Data provided →

--------------------

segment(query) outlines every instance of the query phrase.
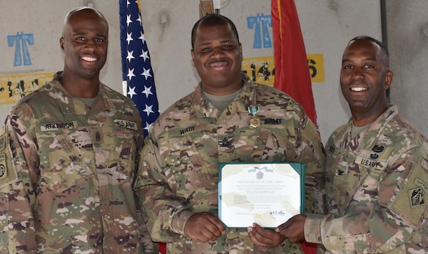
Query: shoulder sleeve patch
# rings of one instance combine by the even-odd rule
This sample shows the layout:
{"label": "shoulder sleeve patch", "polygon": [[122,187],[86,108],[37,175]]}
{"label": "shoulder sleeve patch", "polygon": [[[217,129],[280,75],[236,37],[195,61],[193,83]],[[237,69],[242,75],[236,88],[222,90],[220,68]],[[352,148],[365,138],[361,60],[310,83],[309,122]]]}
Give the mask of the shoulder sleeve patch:
{"label": "shoulder sleeve patch", "polygon": [[13,157],[9,146],[8,132],[0,132],[0,189],[18,180],[16,171],[13,165]]}
{"label": "shoulder sleeve patch", "polygon": [[412,173],[391,205],[415,228],[422,226],[422,217],[428,208],[428,168],[427,159],[414,163]]}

--------------------

Task statement → Copy the listing above line for line, leaving out the pictures.

Output of the exercise →
segment(query) outlines every instance of the query phrase.
Query: shoulder sleeve patch
# rings of one instance combine by the even-odd rule
This sample shows the layout:
{"label": "shoulder sleeve patch", "polygon": [[122,187],[86,108],[37,175]]}
{"label": "shoulder sleeve patch", "polygon": [[[217,129],[280,75],[236,37],[195,61],[193,83]],[[237,69],[242,75],[236,88],[222,90],[220,68]],[[352,148],[365,138],[361,60],[310,83],[309,122]]]}
Give the mask of the shoulder sleeve patch:
{"label": "shoulder sleeve patch", "polygon": [[13,157],[9,146],[8,132],[0,132],[0,189],[18,180],[16,171],[13,165]]}
{"label": "shoulder sleeve patch", "polygon": [[412,173],[391,205],[415,228],[422,226],[422,217],[428,208],[428,168],[427,159],[414,163]]}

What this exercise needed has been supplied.